:: Extract ::

Chapter 5 LAGOSNE Water Quality Analysis
lagoslakes.org archives observations of lakes over time. Here we visualize lakes in Minnesota, Iowa, & Illinois geospatially using Leaflet. In this analysis we will look at Chlorophyll A & Secchi depth (meters). Chlorophyll A (micro grams / liter) is a proxy measure for the amount of algae in a water body. Secchi depth is a measure of water clarity.
5.1 Loading in data
5.1.1 Download and identify the site locus(latiutde longitude)
#Lagos download script
#lagosne_get(dest_folder = LAGOSNE:::lagos_path(),overwrite=T)
#Load in lagos
lagos <- lagosne_load()
#Grab the lake centroid info
lake_centers <- lagos$locus
# Make an sf object
spatial_lakes <- st_as_sf(lake_centers,coords=c('nhd_long','nhd_lat'),
crs=4326)
#Grab the water quality data
nutr <- lagos$epi_nutr
#Look at column names
#names(nutr)
# subset columns nutr to only keep key info that we want
clarity_only <- nutr %>%
dplyr::select(lagoslakeid,sampledate,chla,doc,secchi) %>%
mutate(sampledate = as.character(sampledate) %>% ymd(.))5.1.2 Filter sites with at least 200 observations
This is done to ensure we have enough data for a given lake to conduct analysis. This was arbitrarily chosen. See Why 200 observations for an analysis of the distribution of observations per lake.
#Look at the number of rows of data
#nrow(clarity_only)
chla_secchi <- clarity_only %>%
filter(!is.na(chla),
!is.na(secchi))
# How many observatiosn did we lose?
filteredObservations = nrow(clarity_only) - nrow(chla_secchi)
# Keep only the lakes with at least 200 observations of secchi and chla
chla_secchi_200 <- chla_secchi %>%
group_by(lagoslakeid) %>%
mutate(count = n()) %>%
filter(count > 200)

:::
:: Raw data ::

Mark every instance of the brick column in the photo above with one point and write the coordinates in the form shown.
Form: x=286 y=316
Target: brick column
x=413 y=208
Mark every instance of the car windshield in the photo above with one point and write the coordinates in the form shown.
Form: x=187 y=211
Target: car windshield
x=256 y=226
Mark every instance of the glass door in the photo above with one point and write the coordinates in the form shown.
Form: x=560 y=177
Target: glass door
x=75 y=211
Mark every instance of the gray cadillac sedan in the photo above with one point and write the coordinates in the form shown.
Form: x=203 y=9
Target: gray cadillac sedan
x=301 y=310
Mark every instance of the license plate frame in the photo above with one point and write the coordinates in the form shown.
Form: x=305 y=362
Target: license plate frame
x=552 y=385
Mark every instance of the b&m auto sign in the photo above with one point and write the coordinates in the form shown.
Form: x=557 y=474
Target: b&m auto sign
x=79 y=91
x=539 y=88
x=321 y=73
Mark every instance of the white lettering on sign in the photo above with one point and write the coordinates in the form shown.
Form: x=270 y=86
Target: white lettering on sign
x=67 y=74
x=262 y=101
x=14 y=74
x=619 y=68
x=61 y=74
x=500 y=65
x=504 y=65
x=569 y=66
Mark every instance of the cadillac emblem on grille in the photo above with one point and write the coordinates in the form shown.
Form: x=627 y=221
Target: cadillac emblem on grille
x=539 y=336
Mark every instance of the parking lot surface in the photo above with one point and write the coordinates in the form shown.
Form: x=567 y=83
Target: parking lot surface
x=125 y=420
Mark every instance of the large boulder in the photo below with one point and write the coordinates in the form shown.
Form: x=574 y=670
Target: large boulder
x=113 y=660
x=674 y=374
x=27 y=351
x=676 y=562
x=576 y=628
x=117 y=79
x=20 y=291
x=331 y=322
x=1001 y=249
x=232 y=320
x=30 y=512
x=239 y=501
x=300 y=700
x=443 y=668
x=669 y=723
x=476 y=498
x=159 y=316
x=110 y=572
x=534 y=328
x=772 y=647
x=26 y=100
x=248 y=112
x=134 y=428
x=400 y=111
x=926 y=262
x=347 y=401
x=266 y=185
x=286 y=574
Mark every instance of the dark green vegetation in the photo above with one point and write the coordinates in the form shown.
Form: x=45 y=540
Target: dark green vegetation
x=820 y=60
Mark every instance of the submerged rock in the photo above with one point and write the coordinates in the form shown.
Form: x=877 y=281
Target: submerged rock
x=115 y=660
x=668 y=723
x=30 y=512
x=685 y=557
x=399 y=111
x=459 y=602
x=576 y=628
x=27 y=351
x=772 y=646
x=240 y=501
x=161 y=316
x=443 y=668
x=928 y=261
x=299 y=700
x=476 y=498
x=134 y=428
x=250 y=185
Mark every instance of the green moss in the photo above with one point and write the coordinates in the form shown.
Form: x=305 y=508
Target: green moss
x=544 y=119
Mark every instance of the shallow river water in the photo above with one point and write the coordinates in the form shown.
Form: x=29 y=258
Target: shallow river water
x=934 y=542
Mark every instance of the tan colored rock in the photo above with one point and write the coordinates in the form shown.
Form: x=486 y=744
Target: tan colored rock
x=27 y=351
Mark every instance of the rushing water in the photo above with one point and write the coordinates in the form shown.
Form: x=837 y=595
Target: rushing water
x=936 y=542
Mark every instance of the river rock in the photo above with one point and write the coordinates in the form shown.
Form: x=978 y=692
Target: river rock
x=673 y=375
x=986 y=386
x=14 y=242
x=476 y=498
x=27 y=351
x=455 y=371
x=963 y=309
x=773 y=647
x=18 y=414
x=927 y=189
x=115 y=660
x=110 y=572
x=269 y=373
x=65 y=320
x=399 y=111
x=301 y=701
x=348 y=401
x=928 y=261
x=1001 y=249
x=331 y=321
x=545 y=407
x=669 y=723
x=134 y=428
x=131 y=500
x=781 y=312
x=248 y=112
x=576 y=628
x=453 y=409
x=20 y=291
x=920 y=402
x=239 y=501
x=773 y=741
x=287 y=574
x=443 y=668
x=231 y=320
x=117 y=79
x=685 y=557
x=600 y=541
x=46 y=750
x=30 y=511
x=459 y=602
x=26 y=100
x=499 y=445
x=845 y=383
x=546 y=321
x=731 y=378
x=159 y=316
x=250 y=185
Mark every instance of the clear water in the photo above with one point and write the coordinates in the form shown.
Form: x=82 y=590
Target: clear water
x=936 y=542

:::

Exercise set —
1. Answer these questions from the water quality analysis:
(a) In what unit is Chlorophyll A measured?
(b) What crs value is passed to st_as_sf?
(c) Which columns does the dplyr::select call keep?
2. Resize the records from the line containing "Mark every instance of the license" down through the line containing "x=552 y=385", reproducing every line, requests included. Multiply each answer coordinate by 1.9 and round to whole numbers, halves up, and output only these lines.

The replies —
1.
(a) Micrograms per liter.
(b) 4326.
(c) lagoslakeid, sampledate, chla, doc, and secchi.

2.
Mark every instance of the license plate frame in the photo above with one point and write the coordinates in the form shown.
Form: x=305 y=362
Target: license plate frame
x=1049 y=732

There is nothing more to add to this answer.